**PASSAGE GIVEN:**
════════════════════

W-League
- Season: 2015–16
- Champions: Melbourne City (1st title)
- Premiers: Melbourne City (1st title)
- Matches: 57
- Goals: 163 (2.86 per match)
- Top goalscorer: Larissa Crummer (11 goals)
- Biggest home win: Melbourne City 4–0 Brisbane Roar (22 November 2015) Canberra United 4–0 Adelaide United (12 December 2015) Melbourne City 4–0 Perth Glory (20 December 2015) Melbourne City 4–0 Western Sydney Wanderers (3 January 2016) Brisbane Roar 4–0 Melbourne Victory (10 January 2016)
- Biggest away win: Sydney FC 0–6 Melbourne City (18 October 2015)
- Highest scoring: Sydney FC 0–6 Melbourne City (18 October 2015) Canberra United 2–4 Melbourne City (8 November 2015) Newcastle Jets 1–5 Adelaide United (19 December 2015)

════════════════════

**GIVEN INFORMATION:**
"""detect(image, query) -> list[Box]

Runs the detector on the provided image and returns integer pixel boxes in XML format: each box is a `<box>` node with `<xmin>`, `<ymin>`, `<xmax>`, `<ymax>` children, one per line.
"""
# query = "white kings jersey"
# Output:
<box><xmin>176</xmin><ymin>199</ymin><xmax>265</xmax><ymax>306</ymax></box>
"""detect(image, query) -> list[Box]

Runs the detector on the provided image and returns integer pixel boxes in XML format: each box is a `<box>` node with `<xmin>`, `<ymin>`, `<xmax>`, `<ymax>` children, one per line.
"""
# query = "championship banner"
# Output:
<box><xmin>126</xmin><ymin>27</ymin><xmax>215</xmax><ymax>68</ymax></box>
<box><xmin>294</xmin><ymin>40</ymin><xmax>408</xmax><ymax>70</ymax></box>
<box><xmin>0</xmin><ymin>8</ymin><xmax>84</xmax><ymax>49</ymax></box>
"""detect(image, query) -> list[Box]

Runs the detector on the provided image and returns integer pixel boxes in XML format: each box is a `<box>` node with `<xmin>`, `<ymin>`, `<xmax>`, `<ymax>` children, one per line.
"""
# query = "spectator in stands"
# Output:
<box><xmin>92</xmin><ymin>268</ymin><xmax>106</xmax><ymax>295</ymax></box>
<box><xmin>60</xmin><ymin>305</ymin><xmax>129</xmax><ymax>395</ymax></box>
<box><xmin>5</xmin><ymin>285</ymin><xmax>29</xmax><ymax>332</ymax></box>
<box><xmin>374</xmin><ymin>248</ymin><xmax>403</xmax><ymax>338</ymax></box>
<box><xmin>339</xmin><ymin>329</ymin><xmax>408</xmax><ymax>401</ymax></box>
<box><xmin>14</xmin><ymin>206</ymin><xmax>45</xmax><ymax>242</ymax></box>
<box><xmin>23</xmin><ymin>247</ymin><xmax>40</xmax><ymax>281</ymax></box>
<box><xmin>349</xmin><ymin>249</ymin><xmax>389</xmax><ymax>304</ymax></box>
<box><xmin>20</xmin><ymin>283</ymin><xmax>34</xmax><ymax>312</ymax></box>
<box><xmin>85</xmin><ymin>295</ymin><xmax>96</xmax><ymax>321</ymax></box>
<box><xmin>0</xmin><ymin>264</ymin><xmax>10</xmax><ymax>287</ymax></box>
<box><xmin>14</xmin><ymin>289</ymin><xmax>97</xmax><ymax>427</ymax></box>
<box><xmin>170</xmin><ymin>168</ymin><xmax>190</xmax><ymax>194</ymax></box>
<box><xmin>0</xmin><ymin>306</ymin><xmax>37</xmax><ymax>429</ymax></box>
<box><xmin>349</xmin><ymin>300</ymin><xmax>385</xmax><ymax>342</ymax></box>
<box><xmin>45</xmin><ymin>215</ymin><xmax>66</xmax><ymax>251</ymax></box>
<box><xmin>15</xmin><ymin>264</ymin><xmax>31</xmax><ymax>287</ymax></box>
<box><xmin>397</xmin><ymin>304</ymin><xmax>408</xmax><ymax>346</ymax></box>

════════════════════

**GIVEN EXERCISE 1:** In the W-League season summary, who finished as top goalscorer?
**GIVEN EXERCISE 2:** Copy out the stretch of the W-League season summary from "- Biggest away" through "(19 December 2015)", swapping "Sydney FC" for "Perth Glory".

**RESPONSE 1:** Larissa Crummer, with 11 goals.

**RESPONSE 2:**
- Biggest away win: Perth Glory 0–6 Melbourne City (18 October 2015)
- Highest scoring: Perth Glory 0–6 Melbourne City (18 October 2015) Canberra United 2–4 Melbourne City (8 November 2015) Newcastle Jets 1–5 Adelaide United (19 December 2015)